▶ **Given text**
Investing in Resilient Infrastructure after Superstorm Sandy


A guest blog written by communications intern Johannes Dreisbach.


Post-Sandy flooding in Matnoloking, NJ

Post-Sandy flooding in Matnoloking, NJ | Greg Thompson, USFWS

When Superstorm Sandy hit the East Coast in early November, it wreaked unprecedented destruction.  

In addition to flooding streets and subway tunnels, uprooting trees, damaging cars and houses, and injuring and killing residents of the area, Sandy also caused incredible damage to New York and New Jersey’s water infrastructure. 

Water treatment plants across the region were inundated by storm surges, sending hundreds of millions of gallons of untreated sewage into flooded city streets and local waterways.  These spills are devastating to the environment and pose a significant public health risk to residents.

▶ **Given records**
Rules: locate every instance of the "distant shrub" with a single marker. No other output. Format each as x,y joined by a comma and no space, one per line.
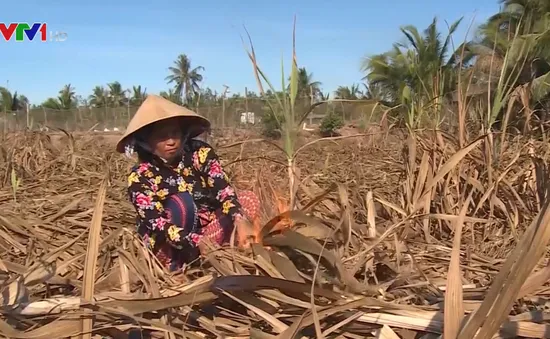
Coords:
331,122
270,125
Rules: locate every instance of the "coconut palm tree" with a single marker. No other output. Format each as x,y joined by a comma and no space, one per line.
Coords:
138,95
348,92
185,78
172,95
12,102
422,66
99,97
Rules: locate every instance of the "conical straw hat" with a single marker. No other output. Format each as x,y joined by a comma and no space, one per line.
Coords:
155,108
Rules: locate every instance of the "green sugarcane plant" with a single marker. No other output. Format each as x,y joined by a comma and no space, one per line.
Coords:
282,106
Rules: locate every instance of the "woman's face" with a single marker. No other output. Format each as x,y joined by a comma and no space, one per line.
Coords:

▶ **Instructions for the task**
Continue the Superstorm Sandy infrastructure text from the point where it stops.

▶ **Expected output**
Although it’s been over a month since Sandy hit and communities are slowly cleaning up and drying out, the pollutants, toxins, and bacteria carried by floodwaters are still present.  These pollutants came not only from spilled sewage, but also from oils, pesticides, and other substances washed off of city streets.  Many homes are completely uninhabitable and workers helping in the cleanup process are at risk of becoming sick.

The economic costs of Sandy are still being calculated, but estimates place it as one of the costliest storms on record along with Hurricane Katrina in 2005 and Hurricane Andrew in 1992.

The devastating results of Superstorm Sandy illustrate the importance of our water infrastructure systems.  With the increasing likelihood of severe storms due to a changing climate, our current management systems should be updated to mitigate future disasters.  While the focus is often on replacing damaged or destroyed infrastructure, some officials are acknowledging that changes and upgrades should be made such as raising the motors of treatment plants above rising flood lines and waterproofing circuitry.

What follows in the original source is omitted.